* Problem A
Identify every line in the records that contains the string "small", treating uppercase and lowercase as different. Copy each matching line.

* Excerpt provided
****************************************

Date string format codes

Fetching date of high and low prices for week based on daily high low prices

First of all I will share objective of running python code.
Getting Daily High and Low Prices for a stock from Yahoo.
Converting the daily high and lows to Weekly High/Lows, monthly High Lows, Yearly High Lows.
Getting exact dates of Weekly or Monthly High Lows from a daily dataframe
Finally after fetching Dates for Weekly(or Monthly)High & lows, I want to arrange the data of what occured first High or Low during the week. for eg. during week ending 12th December, 2020, I get High of the week is 100 and low of week is 97(after completing step 2) and also High date and low date from daily dataframe (from step 3), I want to arrange Prices in order of occurence. so if High happened on 9th December and Low happened on 12th December. The prices will be arranged as 100 in row 1 and then 97 in row 2 and this process repeats for entire data frame.
What I have been able to achieve.
I have completed step 1 and step 2. Struggling in step for 3 as of now.
Have accomplished Step 1 by
import pandas as pd
import yfinance as yf
Ticker = '^NSEI'
f = yf.download(Ticker,period="max")
f = f.drop(['Adj Close'], axis=1)
f = f.drop(['Open'], axis=1)
f = f.drop(['Close'], axis=1)
f = f.drop(['Volume'], axis=1)
f.reset_index(inplace=True)

****************************************

* Provided data
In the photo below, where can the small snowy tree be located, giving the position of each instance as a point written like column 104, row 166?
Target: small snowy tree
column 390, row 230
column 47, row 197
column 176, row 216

****************************************

* Problem B
In the excerpt about dates of weekly high and low prices, rewrite the paragraph beginning "Finally after fetching Dates" more briefly, keeping its main facts.

* Expected output A
In the photo below, where can the small snowy tree be located, giving the position of each instance as a point written like column 104, row 166?
Target: small snowy tree

* Expected output B
Once the dates of the weekly (or monthly) highs and lows are found, the prices for each period should be arranged in the order they occurred. For example, the week ending December 12, 2020 has a high of 100 and a low of 97 from step 2, and the dates of each come from the daily dataframe in step 3. If the high came on December 9 and the low on December 12, 100 goes in row 1 and 97 in row 2. This repeats for the whole dataframe.